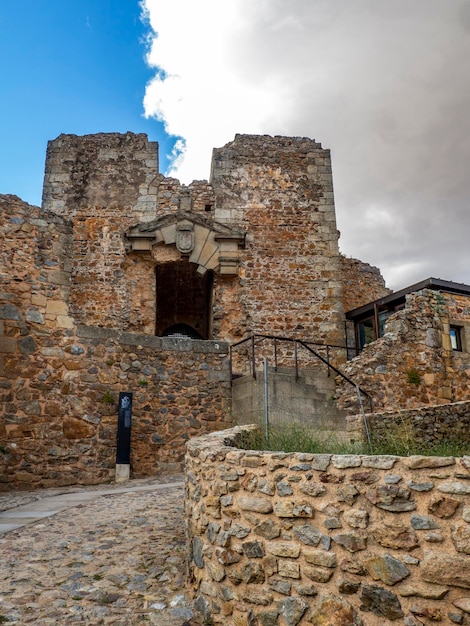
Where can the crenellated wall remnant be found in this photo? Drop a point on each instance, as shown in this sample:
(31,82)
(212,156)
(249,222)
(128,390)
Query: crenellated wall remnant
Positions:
(330,540)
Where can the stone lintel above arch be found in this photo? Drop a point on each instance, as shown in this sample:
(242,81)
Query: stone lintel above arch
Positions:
(209,244)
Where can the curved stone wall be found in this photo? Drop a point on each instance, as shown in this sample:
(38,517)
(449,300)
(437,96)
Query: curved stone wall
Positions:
(331,540)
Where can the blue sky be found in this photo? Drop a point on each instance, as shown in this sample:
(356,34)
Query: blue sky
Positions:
(385,85)
(73,66)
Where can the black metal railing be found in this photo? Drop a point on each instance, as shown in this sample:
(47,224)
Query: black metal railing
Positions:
(255,339)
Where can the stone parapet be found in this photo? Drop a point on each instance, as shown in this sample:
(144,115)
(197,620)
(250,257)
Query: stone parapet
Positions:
(331,540)
(431,425)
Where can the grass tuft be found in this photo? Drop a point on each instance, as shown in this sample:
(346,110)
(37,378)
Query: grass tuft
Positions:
(399,439)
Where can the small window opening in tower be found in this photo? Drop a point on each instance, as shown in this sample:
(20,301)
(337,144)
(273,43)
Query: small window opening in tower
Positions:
(184,300)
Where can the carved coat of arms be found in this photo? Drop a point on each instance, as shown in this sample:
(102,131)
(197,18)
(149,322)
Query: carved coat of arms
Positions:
(185,237)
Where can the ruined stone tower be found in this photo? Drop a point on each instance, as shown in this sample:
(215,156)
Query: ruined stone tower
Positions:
(255,249)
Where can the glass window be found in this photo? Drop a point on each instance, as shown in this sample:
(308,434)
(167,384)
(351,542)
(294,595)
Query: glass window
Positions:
(366,332)
(456,338)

□ □ □ □ □ □ □

## [Task prompt]
Give every line above again exactly, omitting whatever pictures appear.

## [Response to this task]
Where can the crenellated wall remnant be found in this photo? Drop a point on each instance, as shown in this sample:
(31,82)
(212,156)
(249,222)
(128,390)
Query: crenellated wall remnant
Positions:
(330,540)
Where can the stone lintel above arch be found in this photo? Drop a point on each instance, as shown in this sample:
(242,81)
Query: stone lintel above arch
Positions:
(209,244)
Where can the curved stone wall be found in this photo? Drop a point on each instance, as shown in this sample:
(38,517)
(449,300)
(437,96)
Query: curved stone wall
Positions:
(331,540)
Where can the blue sky be found in this photo? Drop a point on each instance, as shown in this sample:
(356,34)
Query: blue sky
Positions:
(385,85)
(73,66)
Where can the black metal railing be found in this photo? Drop a point on each instance, as shown in this sample:
(47,224)
Query: black metal railing
Positions:
(255,339)
Where can the stone parapet be found in this photo? Drop a point on each instance, as shown in this sample:
(144,115)
(197,620)
(250,257)
Query: stone parapet
Positions:
(331,540)
(431,425)
Where can the grass tuft be found in this photo? Drop a point on each instance, as shown in this sample:
(346,110)
(37,378)
Query: grass tuft
Positions:
(399,439)
Where can the small window opening in tower be found in this photo? Drop a point on each instance, as shown in this sample:
(20,301)
(337,144)
(273,43)
Query: small window opening in tower
Positions:
(184,300)
Where can the carved coat of arms be found in this photo? Drop a point on each instance, as shown in this sample:
(102,131)
(197,18)
(149,322)
Query: carved coat of arms
Positions:
(185,237)
Where can the ruined stone tower be found in this photo? Drop a point on each instance, as shown in this sample:
(215,156)
Query: ruined stone tower
Positions:
(255,249)
Where can the glass window be found in this photo? Drop a point on each instance, as shown in this sample:
(308,434)
(167,384)
(351,542)
(294,595)
Query: glass window
Positions:
(366,332)
(456,338)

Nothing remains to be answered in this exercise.